═══ 本文抜粋 ═══

昨年厚生労働省が発表したデータによると、新規大卒就職者の3年以内の離職率は31.5%で、約3人に1人が早々に会社に見切りをつけている。多くの若者がその理由に挙げているのが、「職場のゆるさ」だ。
「職場のゆるさ」で退職する若者たち
2015年の若者雇用促進法施行で残業時間の公開が義務となり、'20年にはパワハラを定義したパワハラ防止法も施行され、企業は対応を迫られた。ブラック企業やハラスメント撲滅が叫ばれるなか、多くの上司は神経をすり減らし改善に努めてきた。しかしホワイト化した途端、部下は「ゆるすぎて自身のスキルアップがここではできない」と言って辞めていく──。
こんな時代、上司は部下をどう扱えばいいのか。上司にとってまさに受難の時代だ。
「今どきの管理職は、セクハラ、パワハラが恐くて、若手メンバーに対して何も言えなくなってしまっています。その結果、良くない、と思っていても見て見ぬふりをするしかない、とあきらめている上司が多い。そうではない。言い方の問題なのです」
と話すのは、公認心理師で組織人事コンサルタントの小倉広さん。年間1万人の企業研修を手がけ、リーダーシップに関する著書も多い。
では、パワハラ・セクハラと言われない部下指導とは? 小倉さんが提唱するのが“ネガ・ポジ反転”という方法。

═══

* 課題の指示 *
**a.** 領域ラベル付け項目の行のうち、「Target: <item>woman's hand</item>」を含む行から最後の行までを、「woman's hand」を「woman's right hand」に置き換えて書き直すこと。ほかの部分は変えない。
**b.** 職場のゆるさと部下指導をめぐる記事を、止まっているところから書き継ぐこと。

═══ 演習データ ═══

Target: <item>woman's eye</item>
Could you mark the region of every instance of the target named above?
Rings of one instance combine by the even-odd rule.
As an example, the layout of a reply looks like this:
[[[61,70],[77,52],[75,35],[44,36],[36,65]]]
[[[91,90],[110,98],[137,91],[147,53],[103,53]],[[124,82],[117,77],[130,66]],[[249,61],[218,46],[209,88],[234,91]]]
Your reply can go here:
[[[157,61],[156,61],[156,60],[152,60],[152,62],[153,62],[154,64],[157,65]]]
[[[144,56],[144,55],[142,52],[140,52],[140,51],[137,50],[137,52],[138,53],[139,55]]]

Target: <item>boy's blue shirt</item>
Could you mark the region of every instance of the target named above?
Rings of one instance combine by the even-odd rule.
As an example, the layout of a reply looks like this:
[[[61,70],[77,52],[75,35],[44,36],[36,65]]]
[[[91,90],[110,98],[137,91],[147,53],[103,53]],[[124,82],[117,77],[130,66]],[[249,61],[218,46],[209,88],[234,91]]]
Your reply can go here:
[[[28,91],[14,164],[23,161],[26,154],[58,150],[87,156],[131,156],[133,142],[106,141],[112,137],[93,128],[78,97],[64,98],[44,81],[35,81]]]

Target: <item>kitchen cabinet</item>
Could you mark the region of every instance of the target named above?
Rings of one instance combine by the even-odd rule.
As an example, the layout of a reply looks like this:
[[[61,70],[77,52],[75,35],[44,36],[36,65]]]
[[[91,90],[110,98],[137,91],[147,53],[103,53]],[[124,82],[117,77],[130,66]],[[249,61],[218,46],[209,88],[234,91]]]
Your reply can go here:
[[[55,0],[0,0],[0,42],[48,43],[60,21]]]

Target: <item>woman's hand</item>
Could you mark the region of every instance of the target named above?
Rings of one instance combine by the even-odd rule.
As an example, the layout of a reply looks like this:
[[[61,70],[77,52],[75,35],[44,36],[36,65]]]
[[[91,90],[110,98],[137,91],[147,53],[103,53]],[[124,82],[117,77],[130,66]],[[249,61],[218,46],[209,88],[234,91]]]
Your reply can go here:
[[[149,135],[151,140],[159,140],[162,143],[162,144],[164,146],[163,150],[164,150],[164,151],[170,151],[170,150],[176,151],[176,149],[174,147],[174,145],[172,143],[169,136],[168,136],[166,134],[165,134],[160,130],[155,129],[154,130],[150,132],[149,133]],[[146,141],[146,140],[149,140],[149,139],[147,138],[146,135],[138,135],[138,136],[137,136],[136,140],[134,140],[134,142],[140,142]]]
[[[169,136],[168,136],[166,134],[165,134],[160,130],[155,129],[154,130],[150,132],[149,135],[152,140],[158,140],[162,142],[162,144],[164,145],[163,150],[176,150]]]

═══

* 解答 *
**a.**
Target: <item>woman's right hand</item>
Could you mark the region of every instance of the target named above?
Rings of one instance combine by the even-odd rule.
As an example, the layout of a reply looks like this:
[[[61,70],[77,52],[75,35],[44,36],[36,65]]]
[[[91,90],[110,98],[137,91],[147,53],[103,53]],[[124,82],[117,77],[130,66]],[[249,61],[218,46],[209,88],[234,91]]]
Your reply can go here:
[[[149,135],[151,140],[159,140],[162,143],[162,144],[164,146],[163,150],[164,150],[164,151],[170,151],[170,150],[176,151],[176,149],[174,147],[174,145],[172,143],[169,136],[168,136],[166,134],[165,134],[160,130],[155,129],[154,130],[150,132],[149,133]],[[146,141],[146,140],[149,140],[149,139],[147,138],[146,135],[138,135],[138,136],[137,136],[136,140],[134,140],[134,142],[140,142]]]
[[[169,136],[168,136],[166,134],[165,134],[160,130],[155,129],[154,130],[150,132],[149,135],[152,140],[158,140],[162,142],[162,144],[164,145],[163,150],[176,150]]]

**b.**
「“遅刻が多い。遅刻するな”というネガ表現を“早く来よう。早く来たらいいよね”とポジに言い換えるのです。これはネガをポジに反転しているだけで、言うべきことを言っている。あきらめる必要はないわけです。“××がダメだ。××するな”を“〇〇のほうがいいよね。〇〇しよう”に言い直す。これを要望もしくはリクエストといいます」
そのほか“クッション言葉”の活用や“Iメッセージ”での発信も有効だと小倉さん。
「“あなたは遅刻が多いよね”というダメ出しはきつい。だから前後にクッションを挟んでショックを和らげる。“あくまでも僕の感覚でしかないけれど”という前クッションと、遅刻が多い“ように感じるな”という後ろクッションで挟むと相手が受け入れやすくなる。これがクッション言葉。
“あなた(YOU)は遅刻するからダメなんだ”ではなく、“早く来てくれたら僕(I)は助かるな”と主語をYOU(あなた)からI(私)に言い換える。強くダメ出しするのではなく、高く要望するのです。それは決して甘やかしにはなりません」
ダメ出しをやめ、ポジティブな言葉でしてほしいことを伝える。ネガ・ポジ反転はパワハラ・セクハラ予防だけではなく、「脳科学的に根拠がある」と小倉さんは解説する。
「ダメ出しされると、その瞬間脳は萎縮してしまう。人は否定されると感情を司る大脳辺縁系が反応し、思考を司る大脳新皮質への血流が20%減り活動を止めることがわかっています。だからダメ出しは脳の仕組みからしても非常に非効率な教育法」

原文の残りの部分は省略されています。